— CHALLENGE —
Arrange all of the material below as a numbered list, one line per item, with blank lines dropped and the pictures left out.

___ RECORD LIST ___

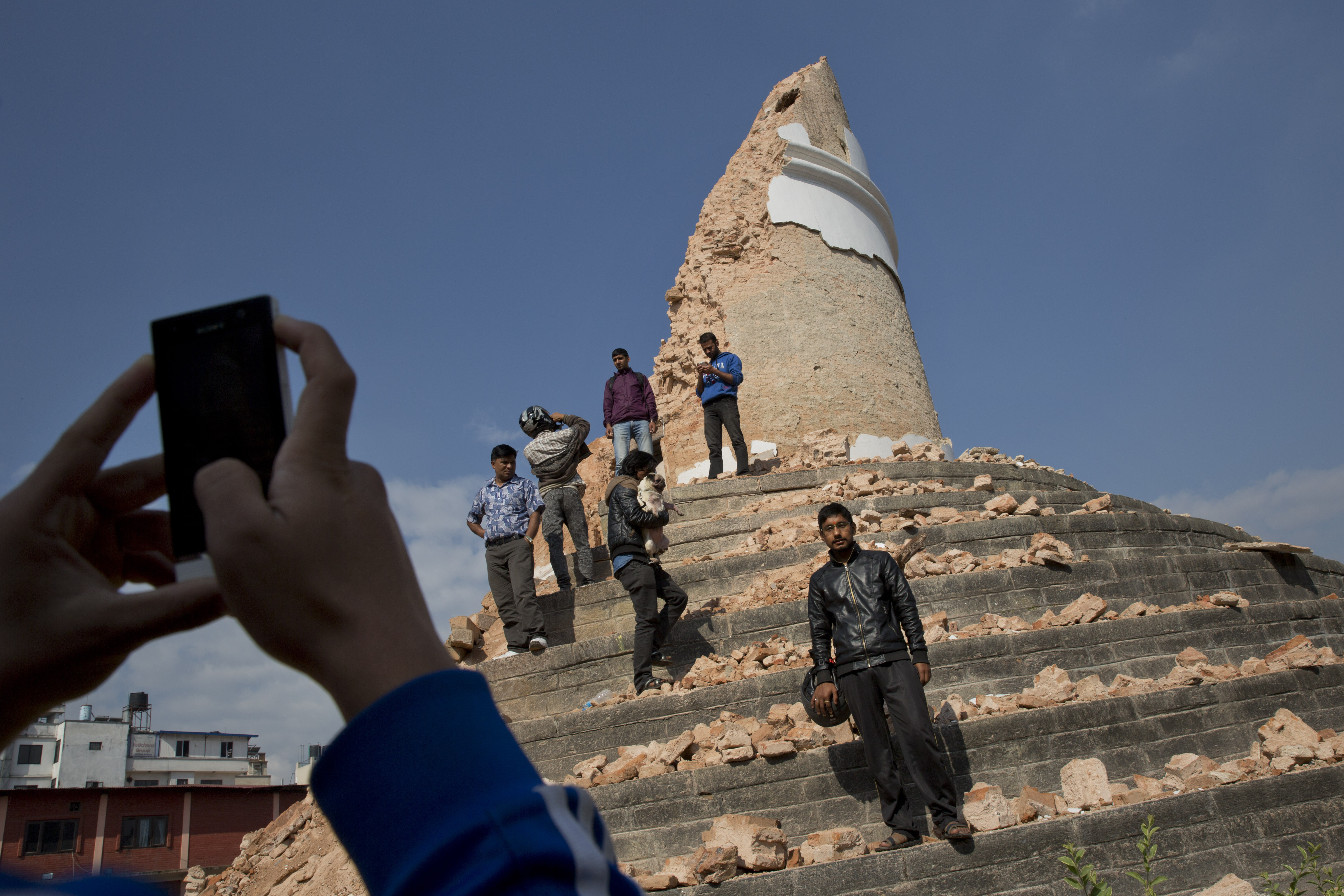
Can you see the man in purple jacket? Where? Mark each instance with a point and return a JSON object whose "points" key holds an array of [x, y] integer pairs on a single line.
{"points": [[628, 409]]}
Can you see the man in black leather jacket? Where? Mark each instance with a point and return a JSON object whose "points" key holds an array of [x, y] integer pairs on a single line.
{"points": [[861, 602], [646, 581]]}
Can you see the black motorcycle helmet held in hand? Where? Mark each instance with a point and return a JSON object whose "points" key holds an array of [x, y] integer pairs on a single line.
{"points": [[536, 421], [810, 684]]}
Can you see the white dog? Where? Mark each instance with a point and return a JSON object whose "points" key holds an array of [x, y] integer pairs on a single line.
{"points": [[651, 499]]}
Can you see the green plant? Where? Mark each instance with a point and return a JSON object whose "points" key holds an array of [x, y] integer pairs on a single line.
{"points": [[1323, 879], [1150, 852], [1082, 876]]}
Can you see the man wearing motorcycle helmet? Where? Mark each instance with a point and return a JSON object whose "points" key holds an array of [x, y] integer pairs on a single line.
{"points": [[861, 602], [556, 455]]}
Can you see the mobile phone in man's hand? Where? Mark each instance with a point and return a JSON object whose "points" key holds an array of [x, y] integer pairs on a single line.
{"points": [[224, 391]]}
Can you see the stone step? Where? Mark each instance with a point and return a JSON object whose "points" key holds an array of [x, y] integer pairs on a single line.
{"points": [[597, 609], [565, 676], [1245, 829], [1144, 648], [655, 819], [568, 675], [712, 536], [707, 499]]}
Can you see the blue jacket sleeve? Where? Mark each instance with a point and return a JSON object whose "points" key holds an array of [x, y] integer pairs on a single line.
{"points": [[460, 811]]}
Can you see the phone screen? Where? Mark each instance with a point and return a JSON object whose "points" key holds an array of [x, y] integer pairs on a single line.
{"points": [[224, 391]]}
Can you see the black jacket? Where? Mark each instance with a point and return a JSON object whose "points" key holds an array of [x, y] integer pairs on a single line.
{"points": [[625, 518], [863, 606]]}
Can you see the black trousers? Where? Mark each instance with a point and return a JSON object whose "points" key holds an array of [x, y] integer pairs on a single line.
{"points": [[647, 584], [897, 684], [510, 571], [722, 414]]}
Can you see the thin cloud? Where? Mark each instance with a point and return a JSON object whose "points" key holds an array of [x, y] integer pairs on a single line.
{"points": [[487, 432], [1304, 507], [216, 679], [1206, 50], [449, 559], [1093, 9]]}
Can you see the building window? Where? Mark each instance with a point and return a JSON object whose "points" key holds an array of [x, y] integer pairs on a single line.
{"points": [[139, 833], [50, 838]]}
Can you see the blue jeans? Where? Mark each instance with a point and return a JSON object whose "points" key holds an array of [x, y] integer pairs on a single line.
{"points": [[621, 435]]}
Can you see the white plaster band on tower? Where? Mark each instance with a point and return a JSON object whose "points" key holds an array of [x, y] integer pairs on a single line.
{"points": [[827, 194]]}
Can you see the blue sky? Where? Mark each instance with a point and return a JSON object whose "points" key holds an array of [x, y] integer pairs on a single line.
{"points": [[1122, 230]]}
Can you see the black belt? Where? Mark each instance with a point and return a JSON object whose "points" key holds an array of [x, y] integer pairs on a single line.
{"points": [[863, 664]]}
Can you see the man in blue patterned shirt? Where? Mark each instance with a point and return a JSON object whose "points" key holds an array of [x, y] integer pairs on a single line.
{"points": [[507, 514]]}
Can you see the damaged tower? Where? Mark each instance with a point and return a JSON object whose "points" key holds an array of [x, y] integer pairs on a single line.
{"points": [[794, 265]]}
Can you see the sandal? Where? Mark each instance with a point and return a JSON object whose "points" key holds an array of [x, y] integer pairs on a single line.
{"points": [[956, 831], [892, 843]]}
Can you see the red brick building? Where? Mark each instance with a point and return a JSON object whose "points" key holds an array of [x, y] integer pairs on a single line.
{"points": [[150, 833]]}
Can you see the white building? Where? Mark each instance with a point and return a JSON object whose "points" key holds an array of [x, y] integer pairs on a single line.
{"points": [[113, 752]]}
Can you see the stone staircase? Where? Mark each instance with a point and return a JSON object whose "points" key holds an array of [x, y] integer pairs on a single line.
{"points": [[1136, 553]]}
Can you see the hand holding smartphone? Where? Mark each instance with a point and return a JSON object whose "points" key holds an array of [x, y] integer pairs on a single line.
{"points": [[224, 391]]}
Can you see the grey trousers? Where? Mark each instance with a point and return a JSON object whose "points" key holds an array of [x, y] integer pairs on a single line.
{"points": [[565, 507], [897, 684], [722, 414], [510, 570]]}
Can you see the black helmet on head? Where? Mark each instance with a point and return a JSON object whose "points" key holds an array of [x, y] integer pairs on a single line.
{"points": [[810, 684], [536, 421]]}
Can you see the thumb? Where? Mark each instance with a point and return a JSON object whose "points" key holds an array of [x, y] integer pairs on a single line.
{"points": [[232, 502], [174, 608]]}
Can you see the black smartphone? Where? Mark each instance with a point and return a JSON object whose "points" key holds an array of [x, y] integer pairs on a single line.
{"points": [[224, 391]]}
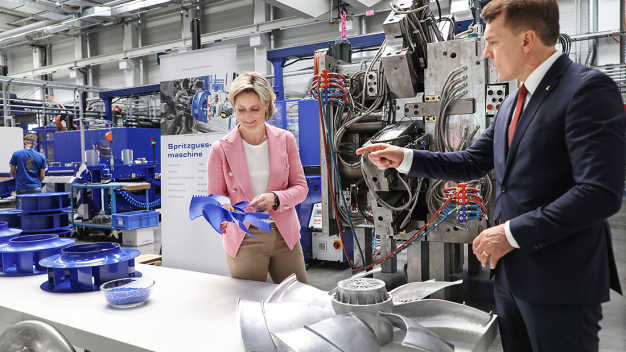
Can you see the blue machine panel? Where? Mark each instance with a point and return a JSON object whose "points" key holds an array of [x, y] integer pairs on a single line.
{"points": [[309, 126], [304, 210], [67, 144], [301, 117]]}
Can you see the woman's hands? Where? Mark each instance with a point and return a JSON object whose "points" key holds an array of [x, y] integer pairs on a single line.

___

— RESPONSE TO THIS EXERCISE —
1. Can you see the man in purple jacket? Where? Mark each instance with a point and return a JSON object whose "points" key holds an array of [x, y] integer pairs on a single line.
2. {"points": [[628, 409]]}
3. Can you see the man in black leather jacket? Where? Mark each instance with a point and return a JSON object whose "points" key holds an array of [x, y] integer pairs on a single line.
4. {"points": [[861, 602], [646, 581]]}
5. Can you see the black motorcycle helmet held in hand? Where? Mark each instance with a point and return a JSON object whose "points" key holds an array of [x, y] integer pairs on a single line.
6. {"points": [[536, 421], [810, 684]]}
7. Can you see the white dog? Where? Mark each instance with a point and return a JSON object whose "points" key holds an array of [x, y] integer pairs on a single line.
8. {"points": [[651, 499]]}
9. Can you see the green plant? Where? Mark each instance with a point and return a JSON object whose "points" key holds an array of [x, y] integer pairs on a single line.
10. {"points": [[1323, 879], [1150, 852], [1082, 876]]}
11. Can you see the man wearing motorcycle helmet? Where? Mark each instance with a point and return a JSON object whose "points" key holds an array of [x, y] integer pairs on a single line.
12. {"points": [[861, 602], [556, 455]]}
13. Can you see the mobile phone in man's hand? Where? Mark each instance with a point and return a JSON object whose "points" key holds an array of [x, y] integer pairs on a single line.
14. {"points": [[224, 391]]}
15. Can you see the stone step? Where? Mark each instance with a point and return a JSON object whose "points" key holds an array of [x, y] integer pairs on a single line.
16. {"points": [[597, 609], [565, 676], [1245, 829], [1144, 648], [655, 819], [568, 675], [712, 536], [707, 499]]}
17. Can you see the blue jacket sleeve? Where? Mark each instance with a point and return a JSON object whose "points" key holds an array of [x, y] integer pairs on a single line.
18. {"points": [[460, 811]]}
19. Can you see the phone screen? Where? Mark each instance with a point and return a JSON object whose "points" key holds an array of [x, y] integer pairs on a single line.
20. {"points": [[224, 391]]}
21. Can you see the black jacket? Where? Mark each instance with a point and return a JSON object whose "points" key holds an array of [x, y] integer pairs on a single line.
22. {"points": [[625, 518], [863, 606]]}
23. Can you see the black trousers? Where? Mark each instance with a point and return a JSON object whose "points" key holds an array of [x, y] integer pairs on a single line.
24. {"points": [[647, 584], [897, 684], [510, 571], [722, 414]]}
25. Can you see the thin cloud? Where? Mark each instance with a point and return a JSON object whose "points" key holds an array of [x, y] integer pairs on a single line.
26. {"points": [[487, 432], [1304, 507], [216, 679], [1206, 50], [449, 559], [1093, 9]]}
27. Can you see the building window? Where? Mark each instance with a point and return a JSON object whose "points" key holds an array of [x, y] integer pairs on a single line.
28. {"points": [[139, 833], [50, 838]]}
29. Can you see the blue jeans? Where? Mark each instance with a point and return a JSON object whose "points" key holds an array of [x, y] integer pairs on a single line.
30. {"points": [[621, 435]]}
31. Can you see the white plaster band on tower? Where? Mark each instance with a point and return a JSON object whose "points" key holds an array of [x, y] integer pairs on a single line.
32. {"points": [[827, 194]]}
33. Can you see the blue sky? Where? Mark each instance with a point and return a JSON object whose "points" key holds an array of [x, y] integer pairs on a single line.
34. {"points": [[1122, 230]]}
35. Can you see the black belt? Where? Mark each instance with a point and return a JSON object whose "points" key holds an array of [x, y] integer pairs on a single line.
36. {"points": [[863, 664]]}
37. Can you see the man in blue patterned shirt? Where? Mark each instance with a point and return a JSON object whose "points" key holds an array of [x, y] integer pairs on a single line.
38. {"points": [[507, 514]]}
39. Can you see the damaged tower? Where? Mark each instance with a point and return a JSON object whose "points" key holds an array of [x, y] integer pairs on a single line.
40. {"points": [[794, 265]]}
41. Can you see the sandal? Where? Mark each instance with a point and return a JSON object whose "points" key holds an array of [x, y] integer pairs on a single line.
42. {"points": [[956, 831], [892, 843]]}
43. Can you see the red brick building? Where? Mark each instance with a point and return a JSON object whose "points" key holds an array of [x, y] integer pairs on a single line.
44. {"points": [[150, 833]]}
45. Can you see the white building? Where? Mark each instance with a point and return a JSON object whose "points" key holds an array of [x, y] integer pairs on a single line.
46. {"points": [[113, 752]]}
47. Can you see the stone staircase? Where? Mark each instance with a point and return a JSON object whose "points" key holds an array of [x, y] integer pairs on a single line.
48. {"points": [[1136, 553]]}
49. Can you see the hand holding smartphone? Where? Mark each instance with a point and return a JSON object whose "points" key holds an array of [x, y] integer pairs on a single line.
50. {"points": [[224, 391]]}
51. Can you see the grey trousers? Where? Mark each instance with a point and return a JSON object whose "points" key holds an array of [x, y] integer pairs on a single line.
52. {"points": [[565, 507], [897, 684], [722, 414], [510, 570]]}
53. Can you see the black helmet on head? Where? Mark each instance with a point and return a JSON object whose "points" key holds an array of [x, y] integer pairs on a single line.
54. {"points": [[810, 684], [536, 421]]}
55. Can you see the thumb? Where? Mark each instance with a point and return a JSON object whose "points" key holds an array of [x, y] integer pairs on a single line.
56. {"points": [[232, 502], [174, 608]]}
57. Can you see the black smartphone? Where? Mark each instance with a point and return a JSON object whose "points" key holds an array of [x, y] integer pairs on a single line.
58. {"points": [[224, 391]]}
59. Can you see the blue machine panel? Where? Mark each instance with a point and return a JSON object whose "points" key holds an array of [x, y] integer pairs on a single line.
60. {"points": [[309, 126], [304, 210], [67, 144], [301, 117]]}
61. Can you see the woman's hands? Where? Mark each instance with a point and return a JSON object whose "points" key holds an array of [x, y] integer pairs on a single line.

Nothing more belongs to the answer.